> _About this task_:
In the entries below, find every line with "like" and copy it.

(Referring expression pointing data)

Segment Open

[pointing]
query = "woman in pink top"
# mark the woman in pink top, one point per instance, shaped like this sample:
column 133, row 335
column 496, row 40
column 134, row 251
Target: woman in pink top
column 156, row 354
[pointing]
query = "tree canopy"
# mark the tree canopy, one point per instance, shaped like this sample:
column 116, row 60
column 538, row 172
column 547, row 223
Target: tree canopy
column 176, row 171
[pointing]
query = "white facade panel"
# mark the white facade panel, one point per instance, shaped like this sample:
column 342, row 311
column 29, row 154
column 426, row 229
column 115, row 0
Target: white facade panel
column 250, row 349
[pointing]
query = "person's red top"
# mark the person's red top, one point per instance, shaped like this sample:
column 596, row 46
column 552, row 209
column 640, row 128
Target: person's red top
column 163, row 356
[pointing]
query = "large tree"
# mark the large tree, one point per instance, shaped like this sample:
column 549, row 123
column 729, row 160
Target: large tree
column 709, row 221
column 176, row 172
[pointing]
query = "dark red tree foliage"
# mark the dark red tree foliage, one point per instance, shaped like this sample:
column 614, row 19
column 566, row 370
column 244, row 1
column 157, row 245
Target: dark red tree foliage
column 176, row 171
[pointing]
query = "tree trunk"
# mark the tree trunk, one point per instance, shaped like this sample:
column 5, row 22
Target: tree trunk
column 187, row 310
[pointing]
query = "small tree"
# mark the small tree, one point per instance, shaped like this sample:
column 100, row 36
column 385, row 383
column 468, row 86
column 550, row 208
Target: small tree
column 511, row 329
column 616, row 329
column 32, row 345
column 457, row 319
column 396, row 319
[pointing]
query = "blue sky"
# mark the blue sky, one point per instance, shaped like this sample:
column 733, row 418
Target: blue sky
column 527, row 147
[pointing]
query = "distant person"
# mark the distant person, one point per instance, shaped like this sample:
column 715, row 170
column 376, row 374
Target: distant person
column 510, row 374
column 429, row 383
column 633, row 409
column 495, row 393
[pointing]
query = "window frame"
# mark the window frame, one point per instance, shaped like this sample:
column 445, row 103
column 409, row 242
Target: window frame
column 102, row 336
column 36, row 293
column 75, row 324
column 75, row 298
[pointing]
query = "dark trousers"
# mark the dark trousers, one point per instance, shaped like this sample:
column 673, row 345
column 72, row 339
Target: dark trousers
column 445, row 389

Segment Closed

> _The completed task_:
# mark the woman in pink top, one point per instance, shaped like this sample:
# mark the tree canopy, one point per instance, shaped like this sample:
# mark the white facade panel, one point per instance, shaped like this sample:
# mark the person's red top, one point per instance, shaped like this sample:
# mark the large tree, one point per instance, shaped like this sample:
# mark the dark red tree foliage, one point per instance, shaped like this sample:
# mark the tree trunk, one point per instance, shaped like this sample:
# mark the small tree, one point per instance, shaped like this sample:
# mark the blue sky, one point per instance, shaped like this sample:
# mark the distant person, one point per instance, shaped like this sample:
# mark the window frame, one point per instance, shaped like this sample:
# mark the dark trousers, one point per instance, shaped like this sample:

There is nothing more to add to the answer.